BİR KIŞ GECESİ MASALI ÜÇLEMESİ #2 KULEDEKİ KIZ- KİTAP YORUMU

 ARKA KAPAK 

Satış rekorları kıran Bir Kış Gecesi Masalı serisinin ikinci kitabı Kuledeki Kız, peri masallarının gerçeğe dönüştüğü akıl almaz bir macerayı okurlarla buluşturuyor. 

Toplumun kendisine biçtiği rollerden daha fazlasını isteyen Vasya, kaderine razı gelmez ve bu uğurda kimsenin aklına gelmeyecek bir yalan söyler. Bu yalan onu ve atı Solovey’i zorlu bir yolculuğa sürükler.

 Korkusuz Vasya, kendini Büyük Prens için savaşırken bulur;üstelik söylediği yalan, her geçen gün daha da tehlikeli bir hal almaya başlamıştır. Vasya, çok sevdiği ağabeyi Saşa ve ablası Olga’yı istemeden de olsa bu yalana ortak etmiştir.

 Büyük Prens’in dünyasında ayakta kalmak için mücadele eden Vasya, Moskova’yı tehdit eden büyük bir felaketle yüzleşmek zorunda kalır. Güvendiği kış kralı yanında olacak mıdır? En önemlisi de Vasya ailesini ve sevdiklerini kurtarmayı başaracak mıdır? 

Rus topraklarında geçen büyüleyici bir hikâye. —Paste

KİTABIN KONUSU

Vasya, köyünde yaşadıklarından ve babasının ölümünden sonra oradan ayrılıyor. Dünyayı dolaşmak istediğini söylüyor. Morozko bundan memnun olmasa da kabulleniyor ve ona her türlü desteği veriyor. Ancak Vasya, bu yalnız çıktığı gezide yine tehlikeyi kendine çekiyor. Ziyaret ettiği köylerin yakılığp yıkıldığını ve kızların kaçırıldığını öğreniyor. Üstelik de bunu yapanlar hiç iz bırakmıyor. Bir şekilde bu kızları kurtarmayı amaçlayan Vasya yollara düşüyor. Erkek kılığında yolu abisi Şaşa ile kesişiyor ve Moskova’ya ablası Olag’nın yaşadığı yere geliyor.

+-------+

Görevler ve alıştırmalar:
(1) Kuledeki Kız yorumuna göre aşağıdaki soruları yanıtlayınız.
(a) Vasya'nın atının adı nedir?
(b) Vasya, söylediği yalana istemeden kimleri ortak etmiştir?
(c) Vasya köyünden ayrıldıktan sonra ne yapmak istediğini söyler?
(2) Kuledeki Kız yorumunu kaldığı yerden devam ettiriniz.

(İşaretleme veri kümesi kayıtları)
+-------+

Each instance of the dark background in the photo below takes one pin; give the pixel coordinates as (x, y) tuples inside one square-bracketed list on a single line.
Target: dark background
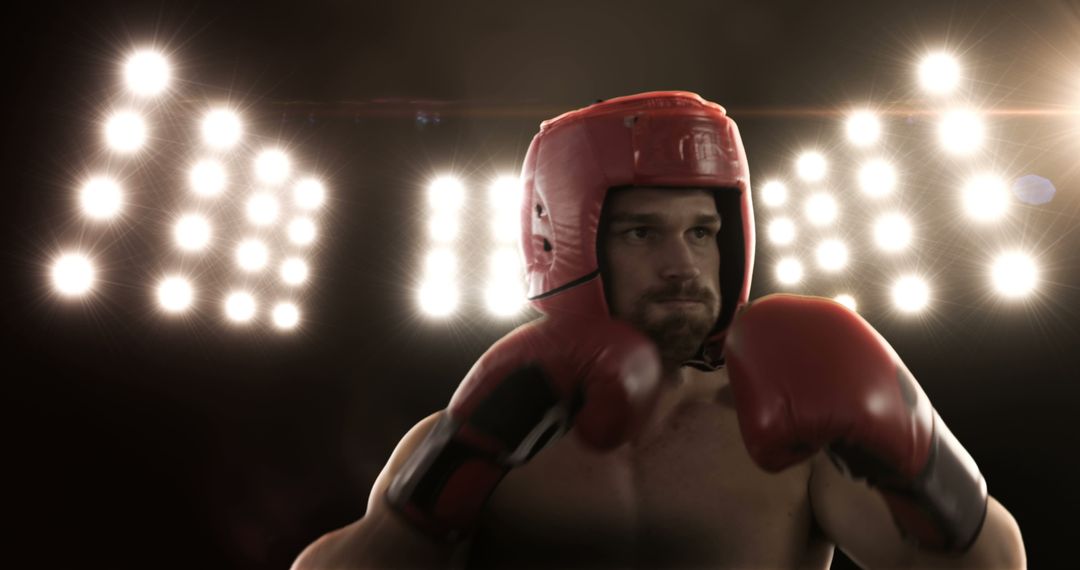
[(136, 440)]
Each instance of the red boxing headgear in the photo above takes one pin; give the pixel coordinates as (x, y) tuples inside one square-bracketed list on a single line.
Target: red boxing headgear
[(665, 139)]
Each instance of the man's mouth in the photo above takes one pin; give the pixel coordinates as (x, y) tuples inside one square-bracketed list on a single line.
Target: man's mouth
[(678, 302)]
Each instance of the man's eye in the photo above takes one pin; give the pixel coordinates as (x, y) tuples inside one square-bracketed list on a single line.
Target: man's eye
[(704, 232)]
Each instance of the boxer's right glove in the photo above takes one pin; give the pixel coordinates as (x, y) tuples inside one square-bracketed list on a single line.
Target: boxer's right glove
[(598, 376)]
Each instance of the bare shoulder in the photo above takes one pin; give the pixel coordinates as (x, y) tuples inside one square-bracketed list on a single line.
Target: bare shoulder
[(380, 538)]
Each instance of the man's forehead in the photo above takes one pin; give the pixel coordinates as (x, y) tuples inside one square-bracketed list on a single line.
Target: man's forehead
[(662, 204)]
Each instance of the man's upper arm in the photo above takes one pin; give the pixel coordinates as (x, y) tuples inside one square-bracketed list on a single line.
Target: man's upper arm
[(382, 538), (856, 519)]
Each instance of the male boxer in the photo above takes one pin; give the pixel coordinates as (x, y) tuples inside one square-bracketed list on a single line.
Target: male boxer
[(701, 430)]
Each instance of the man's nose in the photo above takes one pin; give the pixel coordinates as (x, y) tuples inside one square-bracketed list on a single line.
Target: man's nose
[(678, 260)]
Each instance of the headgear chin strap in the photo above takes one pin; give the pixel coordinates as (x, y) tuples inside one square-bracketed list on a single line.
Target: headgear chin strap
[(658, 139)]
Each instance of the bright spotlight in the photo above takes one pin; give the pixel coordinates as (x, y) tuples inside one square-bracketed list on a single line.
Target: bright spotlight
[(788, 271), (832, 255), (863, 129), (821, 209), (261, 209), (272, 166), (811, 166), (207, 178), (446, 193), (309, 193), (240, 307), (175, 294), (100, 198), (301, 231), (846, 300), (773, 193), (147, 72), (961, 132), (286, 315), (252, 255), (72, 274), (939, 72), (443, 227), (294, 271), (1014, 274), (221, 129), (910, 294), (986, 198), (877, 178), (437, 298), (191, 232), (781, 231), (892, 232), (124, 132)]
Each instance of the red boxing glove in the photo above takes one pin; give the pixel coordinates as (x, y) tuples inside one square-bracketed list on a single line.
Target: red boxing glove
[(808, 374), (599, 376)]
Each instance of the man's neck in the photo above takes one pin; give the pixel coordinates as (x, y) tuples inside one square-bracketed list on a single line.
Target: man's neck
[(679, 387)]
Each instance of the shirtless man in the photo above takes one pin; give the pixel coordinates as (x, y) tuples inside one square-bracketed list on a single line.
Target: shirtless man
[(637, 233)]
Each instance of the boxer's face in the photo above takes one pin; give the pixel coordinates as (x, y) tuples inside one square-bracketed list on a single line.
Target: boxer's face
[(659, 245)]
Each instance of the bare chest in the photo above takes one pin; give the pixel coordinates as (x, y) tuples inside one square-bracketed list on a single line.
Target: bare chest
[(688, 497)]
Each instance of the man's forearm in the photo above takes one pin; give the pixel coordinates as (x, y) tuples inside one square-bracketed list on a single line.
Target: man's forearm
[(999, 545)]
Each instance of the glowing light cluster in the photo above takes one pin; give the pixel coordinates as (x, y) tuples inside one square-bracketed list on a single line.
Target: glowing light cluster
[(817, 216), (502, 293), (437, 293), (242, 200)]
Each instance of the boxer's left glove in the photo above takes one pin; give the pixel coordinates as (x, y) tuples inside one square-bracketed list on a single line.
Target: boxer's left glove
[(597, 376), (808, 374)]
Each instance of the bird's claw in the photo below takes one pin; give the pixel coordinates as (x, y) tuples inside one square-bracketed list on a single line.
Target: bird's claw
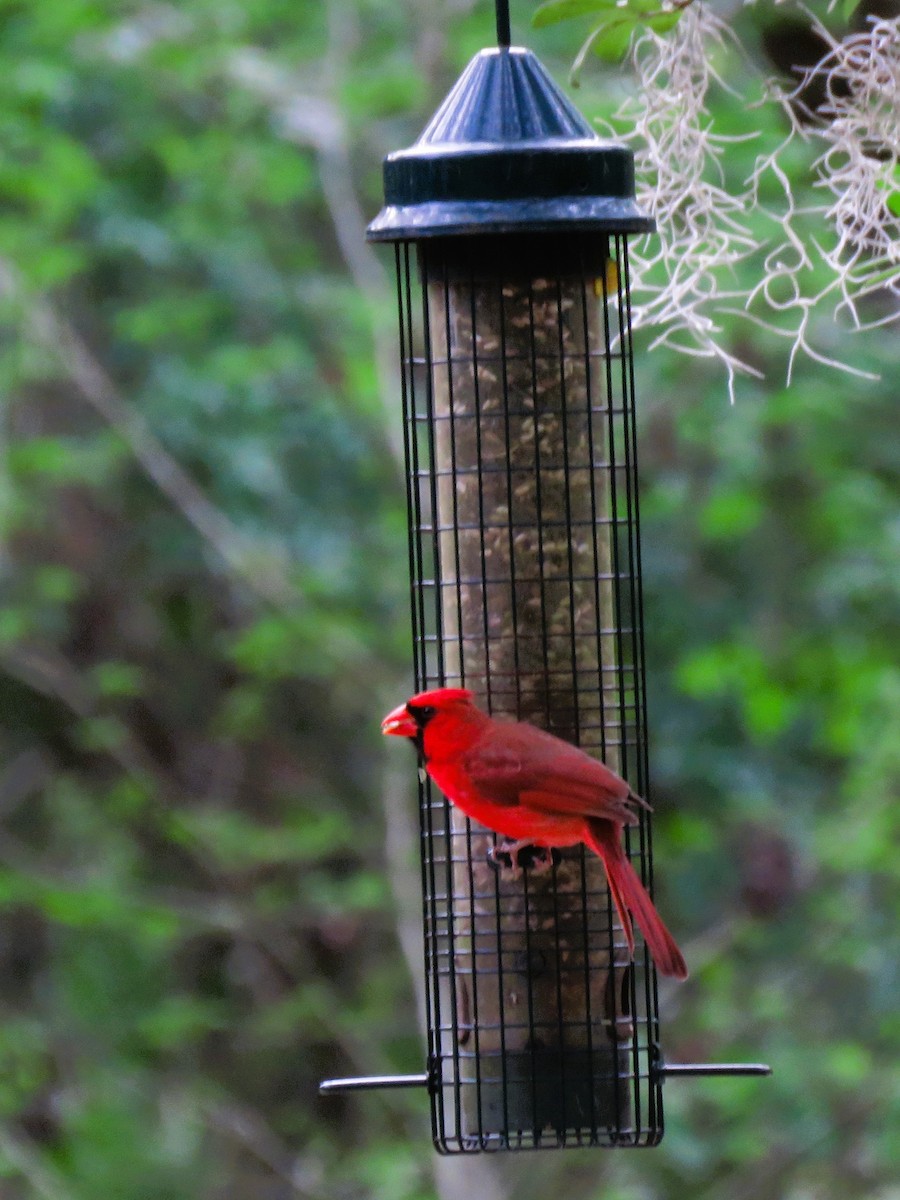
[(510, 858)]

+-------+

Alıştırma yanıtları:
(1)
(a) Solovey.
(b) Ağabeyi Saşa'yı ve ablası Olga'yı.
(c) Dünyayı dolaşmak istediğini söyler.

(2)
KİTAP YORUMUM

İlk kitabı okuyup aşık olmuştum. Masal tadındaki anlatımı ve Vasya beni büyülemişti. Sevgili Buz Kralımız Morozko’ya da hayran olmuştuk. Rus halk kültürü, masalları ile bezenmiş olması da cabasıydı. 

Şimdi ilk kitaptan aldığınız zevki ikiyle çarpın işte ikinci kitap bu akıcılığa ve hikayeye sahip. Normalde ikinci kitaplar geçiştir ve sevilmez. Ama bu yargı bu kitap için asla geçerli değil. Her sayfası aksiyon dolu, bir çırpıda 418 sayfayı okuyorsunuz ve tadı damağınızda kalıyor. Bu kitabı sevmemin başka sebebi de Morozko ve Vasya’yı birlikte daha çok görmemiz, aralarındaki yakınlaşma ve haklarında daha çok şey öğrenmemiz oldu. Hatta birinci kitapta hikayesini merak ettiğim büyük annenin olayını da bu kitapta öğreniyoruz. 

Kasyan diye yeni bir karakter daha katılıyor. Kendisi için söyleyeceğim çok şey ve ama hepsi sürprizbozan olduğundan susuyorum. Ama yazar bu karakter ile bizi sürükleyip ters köşelere yatırdı. Konstantine de malesef var kitapta. Ölemedi bir türlü. Böyle rahip olmaz olsun. İnsan her seferinde kanar mı ya, senin nasıl bir inancın var ki…Neyse…Çok kızgınım. Olga ve Şaşa’yı özlemiştik. Onlara kavuşmak da güzeldi. Bu kitapta bir de Olga’nın kızı Marya ile tanışacağız. Kendisi yeni Vasya olmaya aday diyebilirim. 

Solovey’i atlayacağımı düşünmediniz herhalde. Böyle bir atım olacaksa at binmeyi öğrenirim. Kendisinin olduğu her bölüm beni eğlendirdi.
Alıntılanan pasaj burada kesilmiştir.